**SOURCE PASSAGE**
'''

From left, Brian Catapang, Brittany Saliwanchik, Julia Russell and Carmen Harris plan to open a new bar/restaurant in Biddeford later this year. As part of their plan, the will renovate Liberty Park and create a more inviting gateway to the city. DINA MENDROS/JournalTribune

BIDDEFORD — Less than a year ago, Julia Russell and Carmen Harris were visiting a downtown Biddeford restaurant and began talking with bartender Brian Catapang and his co-worker, Brittany Saliwanchik. They discussed the importance of creating and being part of a community and discovered they were philosophically aligned.

That conversation was the starting point when the four to decide to go into business together and open a restaurant in Biddeford, employing their vision of becoming part of and contributing to the existing community.

“We want to promote out community efforts and want to add and give back to the community,” Russell said.

'''

**SUPPLIED RECORDS**
'''

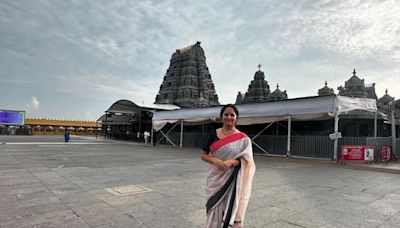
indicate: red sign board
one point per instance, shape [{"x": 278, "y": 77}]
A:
[
  {"x": 358, "y": 152},
  {"x": 385, "y": 152}
]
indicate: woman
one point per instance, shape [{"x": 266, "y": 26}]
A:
[{"x": 231, "y": 172}]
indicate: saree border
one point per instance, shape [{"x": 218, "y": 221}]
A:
[{"x": 222, "y": 142}]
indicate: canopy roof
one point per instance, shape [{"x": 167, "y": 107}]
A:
[
  {"x": 129, "y": 107},
  {"x": 298, "y": 109}
]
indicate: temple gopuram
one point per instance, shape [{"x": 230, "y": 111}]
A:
[
  {"x": 187, "y": 82},
  {"x": 259, "y": 91},
  {"x": 355, "y": 87}
]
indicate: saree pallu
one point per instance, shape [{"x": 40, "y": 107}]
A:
[{"x": 228, "y": 191}]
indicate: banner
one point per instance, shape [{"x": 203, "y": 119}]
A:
[
  {"x": 358, "y": 152},
  {"x": 385, "y": 153}
]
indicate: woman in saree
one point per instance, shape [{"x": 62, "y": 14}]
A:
[{"x": 228, "y": 186}]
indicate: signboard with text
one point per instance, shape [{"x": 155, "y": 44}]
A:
[
  {"x": 358, "y": 152},
  {"x": 12, "y": 117},
  {"x": 385, "y": 153}
]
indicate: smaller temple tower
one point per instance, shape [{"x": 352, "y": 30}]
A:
[
  {"x": 258, "y": 90},
  {"x": 355, "y": 87},
  {"x": 325, "y": 91},
  {"x": 277, "y": 95}
]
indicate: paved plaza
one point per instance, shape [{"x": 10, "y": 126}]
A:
[{"x": 45, "y": 182}]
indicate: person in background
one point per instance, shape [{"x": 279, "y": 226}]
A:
[{"x": 146, "y": 137}]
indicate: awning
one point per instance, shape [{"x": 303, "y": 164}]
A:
[{"x": 298, "y": 109}]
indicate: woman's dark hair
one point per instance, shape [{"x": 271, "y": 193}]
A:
[{"x": 229, "y": 106}]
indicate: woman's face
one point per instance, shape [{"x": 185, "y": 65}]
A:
[{"x": 229, "y": 117}]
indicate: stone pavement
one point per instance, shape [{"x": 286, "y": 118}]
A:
[{"x": 48, "y": 183}]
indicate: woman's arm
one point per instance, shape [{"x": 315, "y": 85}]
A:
[
  {"x": 213, "y": 160},
  {"x": 232, "y": 162}
]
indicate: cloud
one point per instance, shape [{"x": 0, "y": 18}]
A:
[
  {"x": 35, "y": 103},
  {"x": 108, "y": 50}
]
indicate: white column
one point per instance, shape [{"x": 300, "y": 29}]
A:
[
  {"x": 181, "y": 142},
  {"x": 335, "y": 143},
  {"x": 394, "y": 149},
  {"x": 376, "y": 124},
  {"x": 289, "y": 136}
]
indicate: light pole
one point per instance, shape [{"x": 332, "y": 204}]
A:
[{"x": 393, "y": 125}]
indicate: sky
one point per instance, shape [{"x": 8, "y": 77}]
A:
[{"x": 74, "y": 59}]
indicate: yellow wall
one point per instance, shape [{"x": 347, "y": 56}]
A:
[{"x": 64, "y": 123}]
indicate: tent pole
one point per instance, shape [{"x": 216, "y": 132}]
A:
[
  {"x": 165, "y": 135},
  {"x": 335, "y": 143},
  {"x": 376, "y": 124},
  {"x": 289, "y": 135},
  {"x": 181, "y": 141},
  {"x": 152, "y": 132},
  {"x": 169, "y": 140},
  {"x": 393, "y": 126}
]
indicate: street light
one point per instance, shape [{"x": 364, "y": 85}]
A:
[{"x": 393, "y": 125}]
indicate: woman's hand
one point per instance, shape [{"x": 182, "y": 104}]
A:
[
  {"x": 222, "y": 164},
  {"x": 231, "y": 162}
]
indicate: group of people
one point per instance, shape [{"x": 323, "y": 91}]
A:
[{"x": 146, "y": 136}]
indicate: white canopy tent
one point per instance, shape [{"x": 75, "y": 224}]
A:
[{"x": 294, "y": 109}]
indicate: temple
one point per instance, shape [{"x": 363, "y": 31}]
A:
[
  {"x": 259, "y": 91},
  {"x": 187, "y": 82}
]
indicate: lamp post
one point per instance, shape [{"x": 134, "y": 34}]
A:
[{"x": 393, "y": 125}]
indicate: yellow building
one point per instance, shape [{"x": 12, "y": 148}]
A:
[{"x": 58, "y": 127}]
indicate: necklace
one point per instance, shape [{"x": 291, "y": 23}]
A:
[{"x": 229, "y": 133}]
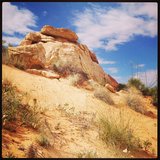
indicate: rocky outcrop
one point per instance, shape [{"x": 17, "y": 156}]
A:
[
  {"x": 54, "y": 48},
  {"x": 93, "y": 57},
  {"x": 113, "y": 82},
  {"x": 110, "y": 88},
  {"x": 28, "y": 56},
  {"x": 59, "y": 32}
]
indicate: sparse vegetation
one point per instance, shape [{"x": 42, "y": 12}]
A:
[
  {"x": 32, "y": 151},
  {"x": 43, "y": 141},
  {"x": 118, "y": 131},
  {"x": 146, "y": 91},
  {"x": 10, "y": 155},
  {"x": 66, "y": 71},
  {"x": 88, "y": 154},
  {"x": 147, "y": 144},
  {"x": 10, "y": 102},
  {"x": 135, "y": 103},
  {"x": 13, "y": 110},
  {"x": 103, "y": 95},
  {"x": 121, "y": 87}
]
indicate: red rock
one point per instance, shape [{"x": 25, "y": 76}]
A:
[
  {"x": 25, "y": 42},
  {"x": 93, "y": 57},
  {"x": 59, "y": 32}
]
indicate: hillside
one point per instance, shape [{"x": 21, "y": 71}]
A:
[
  {"x": 59, "y": 102},
  {"x": 72, "y": 115}
]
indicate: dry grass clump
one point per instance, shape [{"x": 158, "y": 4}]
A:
[
  {"x": 43, "y": 141},
  {"x": 88, "y": 154},
  {"x": 10, "y": 102},
  {"x": 135, "y": 102},
  {"x": 117, "y": 130},
  {"x": 65, "y": 71},
  {"x": 32, "y": 151},
  {"x": 103, "y": 95},
  {"x": 12, "y": 108}
]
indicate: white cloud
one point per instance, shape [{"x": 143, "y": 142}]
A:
[
  {"x": 108, "y": 27},
  {"x": 149, "y": 77},
  {"x": 12, "y": 40},
  {"x": 139, "y": 66},
  {"x": 102, "y": 61},
  {"x": 112, "y": 69},
  {"x": 15, "y": 20}
]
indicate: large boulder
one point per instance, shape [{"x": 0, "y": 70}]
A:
[
  {"x": 33, "y": 36},
  {"x": 70, "y": 56},
  {"x": 52, "y": 49},
  {"x": 59, "y": 32},
  {"x": 113, "y": 82},
  {"x": 28, "y": 56}
]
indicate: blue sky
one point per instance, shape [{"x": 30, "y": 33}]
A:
[{"x": 124, "y": 41}]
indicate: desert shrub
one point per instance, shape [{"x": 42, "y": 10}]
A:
[
  {"x": 12, "y": 109},
  {"x": 118, "y": 131},
  {"x": 153, "y": 92},
  {"x": 146, "y": 91},
  {"x": 135, "y": 102},
  {"x": 32, "y": 151},
  {"x": 147, "y": 144},
  {"x": 121, "y": 86},
  {"x": 10, "y": 155},
  {"x": 103, "y": 95},
  {"x": 30, "y": 115},
  {"x": 43, "y": 141},
  {"x": 66, "y": 71},
  {"x": 136, "y": 83},
  {"x": 88, "y": 154},
  {"x": 10, "y": 101}
]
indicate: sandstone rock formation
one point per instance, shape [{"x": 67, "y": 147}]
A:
[
  {"x": 57, "y": 48},
  {"x": 59, "y": 32}
]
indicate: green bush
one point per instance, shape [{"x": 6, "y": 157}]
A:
[
  {"x": 136, "y": 83},
  {"x": 135, "y": 103},
  {"x": 121, "y": 87},
  {"x": 10, "y": 101},
  {"x": 146, "y": 91},
  {"x": 88, "y": 154},
  {"x": 103, "y": 95},
  {"x": 12, "y": 109},
  {"x": 118, "y": 131},
  {"x": 43, "y": 141}
]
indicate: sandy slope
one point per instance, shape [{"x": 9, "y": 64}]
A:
[{"x": 76, "y": 110}]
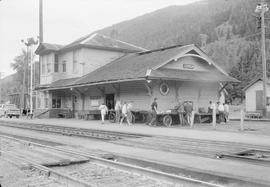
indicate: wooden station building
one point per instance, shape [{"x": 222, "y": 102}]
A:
[{"x": 96, "y": 69}]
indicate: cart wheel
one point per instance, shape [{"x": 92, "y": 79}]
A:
[
  {"x": 133, "y": 118},
  {"x": 167, "y": 120},
  {"x": 112, "y": 117}
]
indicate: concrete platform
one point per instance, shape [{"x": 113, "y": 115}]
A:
[{"x": 229, "y": 133}]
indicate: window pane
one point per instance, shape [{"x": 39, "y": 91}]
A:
[
  {"x": 64, "y": 66},
  {"x": 53, "y": 103},
  {"x": 56, "y": 65},
  {"x": 58, "y": 103}
]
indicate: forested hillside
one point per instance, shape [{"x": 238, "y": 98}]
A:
[{"x": 225, "y": 29}]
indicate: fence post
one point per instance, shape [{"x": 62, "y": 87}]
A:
[
  {"x": 214, "y": 117},
  {"x": 242, "y": 115},
  {"x": 192, "y": 119}
]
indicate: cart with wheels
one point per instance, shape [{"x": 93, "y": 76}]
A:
[{"x": 168, "y": 118}]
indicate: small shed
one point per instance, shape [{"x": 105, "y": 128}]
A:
[{"x": 254, "y": 96}]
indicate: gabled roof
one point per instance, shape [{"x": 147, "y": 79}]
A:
[
  {"x": 253, "y": 82},
  {"x": 94, "y": 41},
  {"x": 131, "y": 66},
  {"x": 146, "y": 65},
  {"x": 46, "y": 47},
  {"x": 100, "y": 41}
]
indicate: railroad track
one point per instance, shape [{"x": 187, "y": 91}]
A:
[
  {"x": 74, "y": 181},
  {"x": 198, "y": 147},
  {"x": 72, "y": 131}
]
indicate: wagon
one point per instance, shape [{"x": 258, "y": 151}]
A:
[{"x": 167, "y": 118}]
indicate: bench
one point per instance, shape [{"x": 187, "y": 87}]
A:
[{"x": 253, "y": 115}]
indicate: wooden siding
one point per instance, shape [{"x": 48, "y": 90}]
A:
[
  {"x": 196, "y": 63},
  {"x": 135, "y": 92},
  {"x": 250, "y": 94}
]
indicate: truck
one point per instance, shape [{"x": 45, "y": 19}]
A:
[{"x": 9, "y": 110}]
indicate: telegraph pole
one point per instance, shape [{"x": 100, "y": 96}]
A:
[
  {"x": 262, "y": 8},
  {"x": 1, "y": 74},
  {"x": 40, "y": 21},
  {"x": 29, "y": 43}
]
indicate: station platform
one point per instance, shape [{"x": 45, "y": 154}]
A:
[{"x": 230, "y": 133}]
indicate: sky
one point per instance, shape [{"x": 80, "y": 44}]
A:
[{"x": 64, "y": 20}]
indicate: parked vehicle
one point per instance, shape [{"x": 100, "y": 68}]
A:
[
  {"x": 2, "y": 111},
  {"x": 9, "y": 110}
]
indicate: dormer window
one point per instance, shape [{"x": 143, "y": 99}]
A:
[
  {"x": 48, "y": 64},
  {"x": 64, "y": 66},
  {"x": 56, "y": 64}
]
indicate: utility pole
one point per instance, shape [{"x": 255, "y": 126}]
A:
[
  {"x": 29, "y": 43},
  {"x": 262, "y": 8},
  {"x": 40, "y": 33},
  {"x": 25, "y": 64},
  {"x": 1, "y": 74}
]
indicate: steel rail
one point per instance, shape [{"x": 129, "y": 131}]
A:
[
  {"x": 73, "y": 131},
  {"x": 128, "y": 167},
  {"x": 50, "y": 172}
]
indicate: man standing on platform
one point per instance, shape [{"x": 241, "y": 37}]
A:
[
  {"x": 154, "y": 106},
  {"x": 181, "y": 111},
  {"x": 118, "y": 108}
]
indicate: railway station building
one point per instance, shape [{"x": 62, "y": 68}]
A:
[{"x": 75, "y": 79}]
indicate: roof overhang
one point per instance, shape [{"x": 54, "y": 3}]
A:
[{"x": 79, "y": 46}]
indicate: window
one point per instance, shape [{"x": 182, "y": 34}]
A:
[
  {"x": 48, "y": 64},
  {"x": 75, "y": 62},
  {"x": 46, "y": 101},
  {"x": 56, "y": 64},
  {"x": 56, "y": 102},
  {"x": 64, "y": 66},
  {"x": 164, "y": 89},
  {"x": 43, "y": 65},
  {"x": 38, "y": 102},
  {"x": 94, "y": 100}
]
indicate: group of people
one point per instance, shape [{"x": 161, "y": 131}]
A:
[
  {"x": 122, "y": 112},
  {"x": 184, "y": 110},
  {"x": 222, "y": 109}
]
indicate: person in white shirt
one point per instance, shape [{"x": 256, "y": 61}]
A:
[
  {"x": 117, "y": 108},
  {"x": 226, "y": 112},
  {"x": 221, "y": 112},
  {"x": 124, "y": 113},
  {"x": 129, "y": 113},
  {"x": 103, "y": 111}
]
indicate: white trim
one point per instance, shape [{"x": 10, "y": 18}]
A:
[
  {"x": 89, "y": 38},
  {"x": 131, "y": 45},
  {"x": 210, "y": 60},
  {"x": 189, "y": 48},
  {"x": 201, "y": 55},
  {"x": 93, "y": 84}
]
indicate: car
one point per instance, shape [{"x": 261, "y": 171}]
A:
[
  {"x": 2, "y": 111},
  {"x": 9, "y": 110}
]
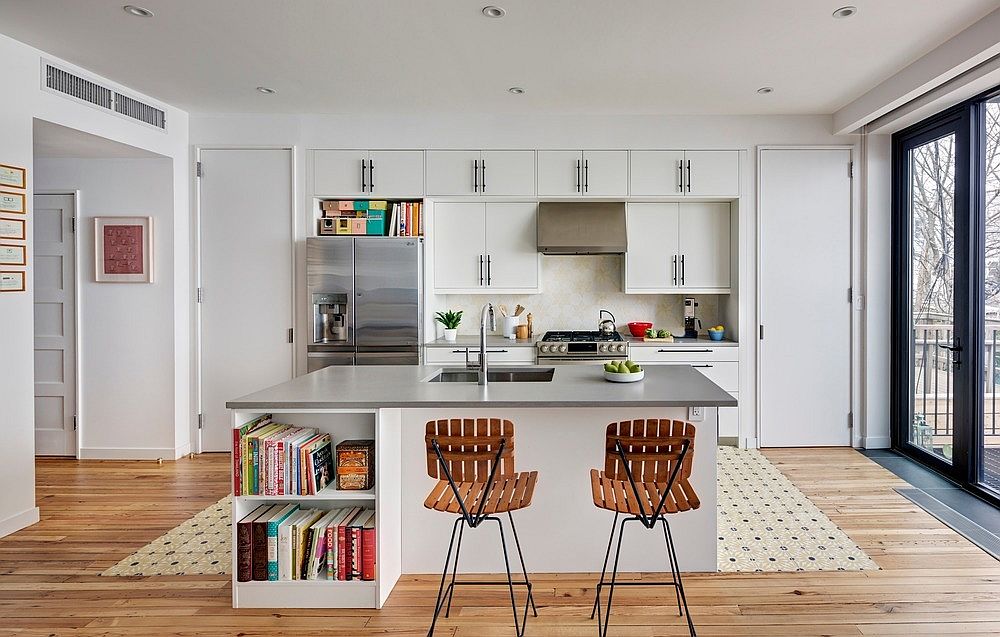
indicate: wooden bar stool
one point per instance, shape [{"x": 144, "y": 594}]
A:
[
  {"x": 647, "y": 467},
  {"x": 473, "y": 461}
]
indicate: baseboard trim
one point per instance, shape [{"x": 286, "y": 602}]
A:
[
  {"x": 132, "y": 453},
  {"x": 18, "y": 521}
]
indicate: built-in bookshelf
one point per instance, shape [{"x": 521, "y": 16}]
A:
[{"x": 383, "y": 498}]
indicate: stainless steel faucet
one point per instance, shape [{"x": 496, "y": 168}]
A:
[{"x": 487, "y": 314}]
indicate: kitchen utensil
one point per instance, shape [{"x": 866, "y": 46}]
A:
[
  {"x": 638, "y": 328},
  {"x": 606, "y": 326}
]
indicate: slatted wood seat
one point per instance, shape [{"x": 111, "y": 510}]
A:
[
  {"x": 653, "y": 447},
  {"x": 469, "y": 447}
]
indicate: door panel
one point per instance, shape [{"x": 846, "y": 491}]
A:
[
  {"x": 246, "y": 273},
  {"x": 805, "y": 273},
  {"x": 511, "y": 246},
  {"x": 705, "y": 245},
  {"x": 55, "y": 327},
  {"x": 651, "y": 229},
  {"x": 459, "y": 245}
]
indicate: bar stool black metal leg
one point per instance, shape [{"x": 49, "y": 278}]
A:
[
  {"x": 604, "y": 569},
  {"x": 674, "y": 571},
  {"x": 520, "y": 556},
  {"x": 614, "y": 577},
  {"x": 444, "y": 575},
  {"x": 454, "y": 570},
  {"x": 680, "y": 584}
]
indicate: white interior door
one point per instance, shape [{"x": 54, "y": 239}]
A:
[
  {"x": 55, "y": 326},
  {"x": 245, "y": 210},
  {"x": 805, "y": 274}
]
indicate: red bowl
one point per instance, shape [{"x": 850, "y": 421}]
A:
[{"x": 638, "y": 328}]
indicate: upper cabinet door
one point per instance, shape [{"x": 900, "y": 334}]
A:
[
  {"x": 713, "y": 173},
  {"x": 705, "y": 245},
  {"x": 459, "y": 236},
  {"x": 453, "y": 172},
  {"x": 605, "y": 173},
  {"x": 509, "y": 173},
  {"x": 560, "y": 173},
  {"x": 396, "y": 173},
  {"x": 656, "y": 173},
  {"x": 652, "y": 246},
  {"x": 338, "y": 173},
  {"x": 511, "y": 247}
]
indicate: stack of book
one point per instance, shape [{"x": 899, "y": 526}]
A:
[
  {"x": 270, "y": 458},
  {"x": 283, "y": 542}
]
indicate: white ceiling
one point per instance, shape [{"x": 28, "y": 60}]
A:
[
  {"x": 53, "y": 141},
  {"x": 572, "y": 56}
]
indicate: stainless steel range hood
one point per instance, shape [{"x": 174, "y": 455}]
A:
[{"x": 581, "y": 228}]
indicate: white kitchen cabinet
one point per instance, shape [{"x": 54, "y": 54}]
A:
[
  {"x": 652, "y": 232},
  {"x": 589, "y": 173},
  {"x": 363, "y": 173},
  {"x": 482, "y": 248},
  {"x": 656, "y": 173},
  {"x": 502, "y": 173},
  {"x": 704, "y": 245},
  {"x": 712, "y": 173},
  {"x": 678, "y": 248},
  {"x": 459, "y": 236}
]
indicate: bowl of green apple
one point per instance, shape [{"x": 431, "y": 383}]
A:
[{"x": 623, "y": 372}]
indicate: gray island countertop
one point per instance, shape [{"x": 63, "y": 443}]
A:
[{"x": 406, "y": 386}]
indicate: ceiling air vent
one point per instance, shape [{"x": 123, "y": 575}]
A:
[{"x": 62, "y": 81}]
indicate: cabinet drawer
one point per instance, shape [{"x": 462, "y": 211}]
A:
[{"x": 456, "y": 355}]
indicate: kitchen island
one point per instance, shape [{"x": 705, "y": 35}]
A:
[{"x": 560, "y": 428}]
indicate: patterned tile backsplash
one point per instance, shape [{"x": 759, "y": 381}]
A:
[{"x": 575, "y": 289}]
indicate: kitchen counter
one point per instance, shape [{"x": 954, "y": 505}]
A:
[
  {"x": 406, "y": 386},
  {"x": 472, "y": 341}
]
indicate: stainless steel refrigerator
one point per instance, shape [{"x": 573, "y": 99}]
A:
[{"x": 366, "y": 299}]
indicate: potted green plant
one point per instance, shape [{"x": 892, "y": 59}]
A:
[{"x": 450, "y": 320}]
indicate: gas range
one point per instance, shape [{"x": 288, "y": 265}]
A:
[{"x": 581, "y": 346}]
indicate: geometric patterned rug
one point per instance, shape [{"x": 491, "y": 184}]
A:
[{"x": 765, "y": 525}]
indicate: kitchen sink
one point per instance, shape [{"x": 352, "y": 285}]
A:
[{"x": 495, "y": 375}]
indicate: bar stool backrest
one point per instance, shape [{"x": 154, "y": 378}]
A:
[
  {"x": 653, "y": 448},
  {"x": 469, "y": 447}
]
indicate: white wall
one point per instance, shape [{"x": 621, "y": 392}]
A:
[
  {"x": 22, "y": 80},
  {"x": 126, "y": 347},
  {"x": 533, "y": 131}
]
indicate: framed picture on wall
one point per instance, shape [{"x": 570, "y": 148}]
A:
[{"x": 124, "y": 249}]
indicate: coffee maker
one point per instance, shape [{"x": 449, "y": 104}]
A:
[
  {"x": 329, "y": 318},
  {"x": 691, "y": 320}
]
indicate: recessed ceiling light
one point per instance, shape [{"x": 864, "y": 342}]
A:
[{"x": 138, "y": 12}]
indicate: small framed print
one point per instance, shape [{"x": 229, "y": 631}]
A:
[
  {"x": 123, "y": 249},
  {"x": 13, "y": 254},
  {"x": 13, "y": 176},
  {"x": 12, "y": 202},
  {"x": 11, "y": 281},
  {"x": 12, "y": 229}
]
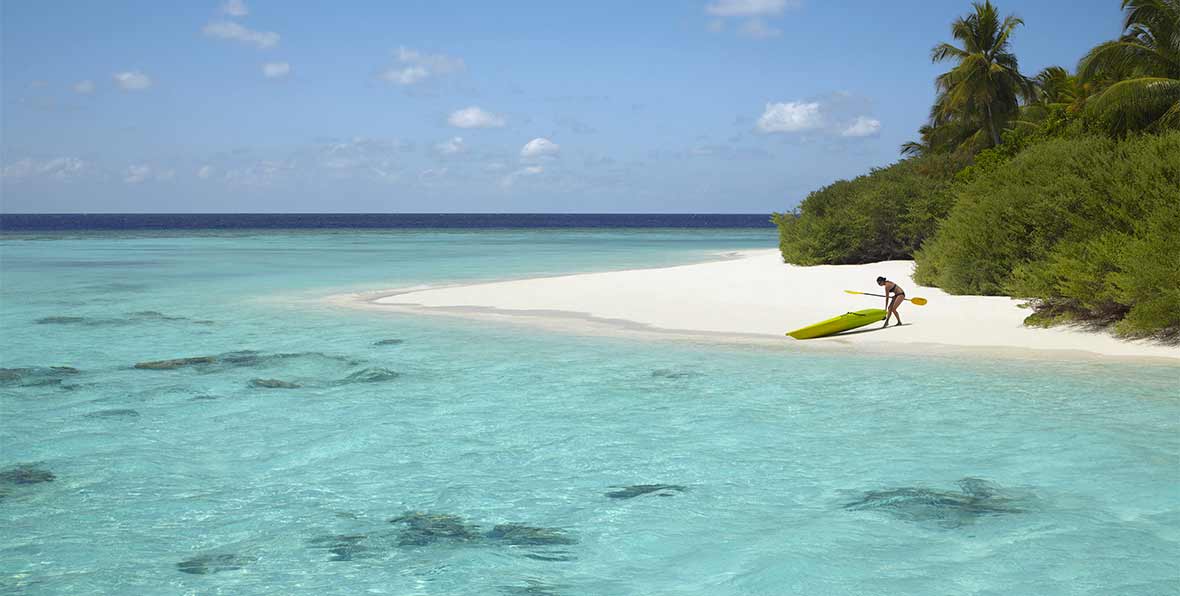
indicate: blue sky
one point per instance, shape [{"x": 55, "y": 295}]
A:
[{"x": 444, "y": 106}]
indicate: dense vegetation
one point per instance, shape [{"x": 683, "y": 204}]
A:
[{"x": 1060, "y": 189}]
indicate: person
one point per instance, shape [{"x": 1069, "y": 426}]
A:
[{"x": 891, "y": 303}]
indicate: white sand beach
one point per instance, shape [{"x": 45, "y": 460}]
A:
[{"x": 755, "y": 295}]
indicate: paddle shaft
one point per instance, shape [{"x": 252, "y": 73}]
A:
[{"x": 878, "y": 295}]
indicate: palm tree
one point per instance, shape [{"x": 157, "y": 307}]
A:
[
  {"x": 1140, "y": 71},
  {"x": 1055, "y": 91},
  {"x": 985, "y": 86}
]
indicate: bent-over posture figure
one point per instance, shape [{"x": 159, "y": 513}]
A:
[{"x": 891, "y": 303}]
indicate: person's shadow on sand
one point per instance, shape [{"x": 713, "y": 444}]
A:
[{"x": 841, "y": 334}]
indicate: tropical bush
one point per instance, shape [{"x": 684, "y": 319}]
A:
[
  {"x": 1042, "y": 188},
  {"x": 879, "y": 216},
  {"x": 1085, "y": 228}
]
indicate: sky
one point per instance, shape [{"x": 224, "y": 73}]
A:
[{"x": 474, "y": 106}]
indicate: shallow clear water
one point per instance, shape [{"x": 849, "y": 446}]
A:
[{"x": 790, "y": 472}]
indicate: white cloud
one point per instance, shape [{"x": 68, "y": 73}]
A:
[
  {"x": 758, "y": 28},
  {"x": 539, "y": 148},
  {"x": 864, "y": 126},
  {"x": 791, "y": 117},
  {"x": 747, "y": 7},
  {"x": 359, "y": 157},
  {"x": 531, "y": 170},
  {"x": 229, "y": 30},
  {"x": 260, "y": 174},
  {"x": 58, "y": 168},
  {"x": 132, "y": 80},
  {"x": 432, "y": 174},
  {"x": 235, "y": 8},
  {"x": 451, "y": 146},
  {"x": 136, "y": 174},
  {"x": 276, "y": 70},
  {"x": 414, "y": 66},
  {"x": 474, "y": 118}
]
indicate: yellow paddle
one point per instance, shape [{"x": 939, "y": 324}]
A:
[{"x": 917, "y": 301}]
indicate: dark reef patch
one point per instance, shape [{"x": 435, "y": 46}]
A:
[
  {"x": 35, "y": 375},
  {"x": 214, "y": 563},
  {"x": 240, "y": 359},
  {"x": 372, "y": 374},
  {"x": 518, "y": 535},
  {"x": 113, "y": 413},
  {"x": 670, "y": 373},
  {"x": 951, "y": 509},
  {"x": 176, "y": 362},
  {"x": 638, "y": 490},
  {"x": 25, "y": 473},
  {"x": 273, "y": 384}
]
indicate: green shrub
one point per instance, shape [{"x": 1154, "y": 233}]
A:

'''

Rewrite the news article's passage starting with "BIDDEFORD — Less" and going on through "the existing community.", putting "eatery" wherever "restaurant" appears.

**COMPLETE RESPONSE**
BIDDEFORD — Less than a year ago, Julia Russell and Carmen Harris were visiting a downtown Biddeford eatery and began talking with bartender Brian Catapang and his co-worker, Brittany Saliwanchik. They discussed the importance of creating and being part of a community and discovered they were philosophically aligned.

That conversation was the starting point when the four to decide to go into business together and open a eatery in Biddeford, employing their vision of becoming part of and contributing to the existing community.